** start of Extracted records **

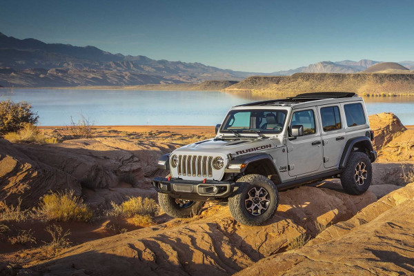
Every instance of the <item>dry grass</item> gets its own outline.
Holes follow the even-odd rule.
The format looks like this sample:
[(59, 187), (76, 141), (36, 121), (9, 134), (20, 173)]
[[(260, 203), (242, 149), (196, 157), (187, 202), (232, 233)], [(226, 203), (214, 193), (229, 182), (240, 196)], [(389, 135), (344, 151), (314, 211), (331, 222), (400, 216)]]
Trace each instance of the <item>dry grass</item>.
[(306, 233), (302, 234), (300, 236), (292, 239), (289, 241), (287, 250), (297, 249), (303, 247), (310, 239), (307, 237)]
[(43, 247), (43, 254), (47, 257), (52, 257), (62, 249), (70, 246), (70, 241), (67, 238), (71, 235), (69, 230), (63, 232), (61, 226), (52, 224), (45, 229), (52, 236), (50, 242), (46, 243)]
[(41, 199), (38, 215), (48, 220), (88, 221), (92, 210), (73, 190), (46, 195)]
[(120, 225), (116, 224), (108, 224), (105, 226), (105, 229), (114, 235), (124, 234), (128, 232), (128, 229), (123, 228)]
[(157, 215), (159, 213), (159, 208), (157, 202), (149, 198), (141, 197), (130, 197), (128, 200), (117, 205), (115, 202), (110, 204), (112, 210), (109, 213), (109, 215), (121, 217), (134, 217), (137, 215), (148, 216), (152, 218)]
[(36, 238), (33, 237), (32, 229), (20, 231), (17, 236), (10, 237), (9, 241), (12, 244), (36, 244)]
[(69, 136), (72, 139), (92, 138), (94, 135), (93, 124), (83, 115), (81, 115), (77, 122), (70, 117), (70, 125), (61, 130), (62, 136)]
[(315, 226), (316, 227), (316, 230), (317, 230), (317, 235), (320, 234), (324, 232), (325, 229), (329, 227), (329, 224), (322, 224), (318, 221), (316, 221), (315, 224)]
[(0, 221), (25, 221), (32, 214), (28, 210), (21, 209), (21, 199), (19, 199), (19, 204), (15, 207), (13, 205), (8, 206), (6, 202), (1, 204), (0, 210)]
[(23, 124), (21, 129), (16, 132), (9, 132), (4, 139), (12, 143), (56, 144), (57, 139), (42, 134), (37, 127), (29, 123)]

** end of Extracted records **
** start of Extracted records **

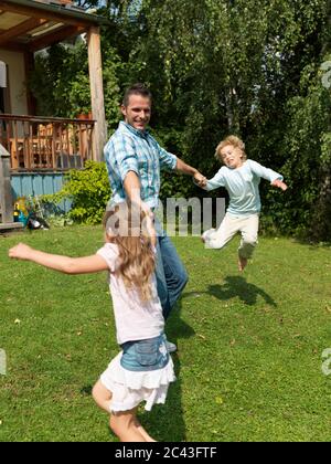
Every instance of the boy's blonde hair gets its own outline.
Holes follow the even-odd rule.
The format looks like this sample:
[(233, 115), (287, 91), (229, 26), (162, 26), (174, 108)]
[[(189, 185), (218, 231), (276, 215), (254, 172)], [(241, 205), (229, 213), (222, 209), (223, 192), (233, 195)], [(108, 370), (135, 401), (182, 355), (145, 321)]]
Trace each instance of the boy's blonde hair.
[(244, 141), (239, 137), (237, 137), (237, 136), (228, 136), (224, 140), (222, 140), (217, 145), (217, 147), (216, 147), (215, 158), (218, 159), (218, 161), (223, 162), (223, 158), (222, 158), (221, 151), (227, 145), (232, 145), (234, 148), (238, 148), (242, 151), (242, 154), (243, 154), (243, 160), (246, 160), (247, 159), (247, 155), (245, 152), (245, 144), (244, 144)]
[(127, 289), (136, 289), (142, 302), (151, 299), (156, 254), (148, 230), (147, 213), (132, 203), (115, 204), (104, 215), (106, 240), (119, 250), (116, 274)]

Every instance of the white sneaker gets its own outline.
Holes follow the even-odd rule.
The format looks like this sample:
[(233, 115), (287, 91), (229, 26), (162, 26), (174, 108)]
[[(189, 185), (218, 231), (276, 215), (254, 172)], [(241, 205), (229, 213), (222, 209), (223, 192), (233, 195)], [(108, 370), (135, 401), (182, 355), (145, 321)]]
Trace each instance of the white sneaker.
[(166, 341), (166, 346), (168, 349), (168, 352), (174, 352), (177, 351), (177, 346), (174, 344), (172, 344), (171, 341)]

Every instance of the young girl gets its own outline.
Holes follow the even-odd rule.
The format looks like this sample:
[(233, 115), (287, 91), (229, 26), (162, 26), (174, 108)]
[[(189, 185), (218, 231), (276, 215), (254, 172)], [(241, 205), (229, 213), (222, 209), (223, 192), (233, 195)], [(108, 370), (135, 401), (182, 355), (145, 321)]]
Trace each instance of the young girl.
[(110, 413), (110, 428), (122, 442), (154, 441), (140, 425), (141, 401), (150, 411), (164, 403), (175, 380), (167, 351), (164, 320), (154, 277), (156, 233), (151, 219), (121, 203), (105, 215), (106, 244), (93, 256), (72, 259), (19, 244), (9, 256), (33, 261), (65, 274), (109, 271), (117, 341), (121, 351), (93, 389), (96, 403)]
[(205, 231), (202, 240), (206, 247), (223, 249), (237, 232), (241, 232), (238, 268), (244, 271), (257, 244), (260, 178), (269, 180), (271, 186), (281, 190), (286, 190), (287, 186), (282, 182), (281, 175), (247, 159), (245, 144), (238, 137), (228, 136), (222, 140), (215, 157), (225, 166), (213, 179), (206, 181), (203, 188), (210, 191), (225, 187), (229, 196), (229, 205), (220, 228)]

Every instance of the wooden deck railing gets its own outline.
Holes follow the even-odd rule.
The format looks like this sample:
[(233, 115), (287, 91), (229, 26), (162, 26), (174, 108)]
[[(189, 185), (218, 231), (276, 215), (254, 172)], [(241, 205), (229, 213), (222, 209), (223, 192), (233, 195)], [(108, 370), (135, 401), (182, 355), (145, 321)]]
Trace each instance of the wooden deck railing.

** end of Extracted records **

◆ Required work ◆
Rewrite the rows from the line containing "Every instance of the young" through the line containing "205), (220, 228)]", both included, and give only those lines, with the requests and their format samples left as they are. Multiply every outline coordinate in the answers by 0.75 and round each result to a whole number, with halves rounded up.

◆ Response to this exercise ◆
Every instance of the young girl gets its own outline.
Holes follow the even-odd rule.
The format looks like this sample:
[(233, 115), (287, 91), (229, 26), (162, 26), (174, 108)]
[[(189, 185), (218, 231), (276, 215), (254, 172)], [(241, 205), (229, 213), (222, 209), (223, 192), (233, 195)], [(108, 370), (135, 401), (182, 355), (145, 321)]]
Trace each instance of the young girl.
[(83, 310), (83, 321), (92, 332), (116, 331), (105, 319), (106, 301), (113, 308), (123, 302), (131, 285), (125, 263), (123, 240), (116, 208), (117, 175), (113, 164), (91, 152), (79, 161), (80, 183), (70, 192), (54, 194), (14, 183), (7, 192), (25, 196), (49, 206), (82, 203), (88, 256), (91, 263), (70, 292), (72, 302)]
[(154, 173), (152, 180), (155, 185), (167, 187), (178, 174), (181, 174), (179, 201), (183, 203), (193, 183), (195, 134), (202, 135), (203, 140), (211, 143), (215, 143), (215, 140), (212, 137), (211, 131), (185, 119), (184, 108), (179, 103), (171, 102), (167, 105), (161, 118), (169, 125), (160, 134), (155, 136), (152, 141), (158, 143), (169, 140), (172, 147), (172, 154), (165, 171)]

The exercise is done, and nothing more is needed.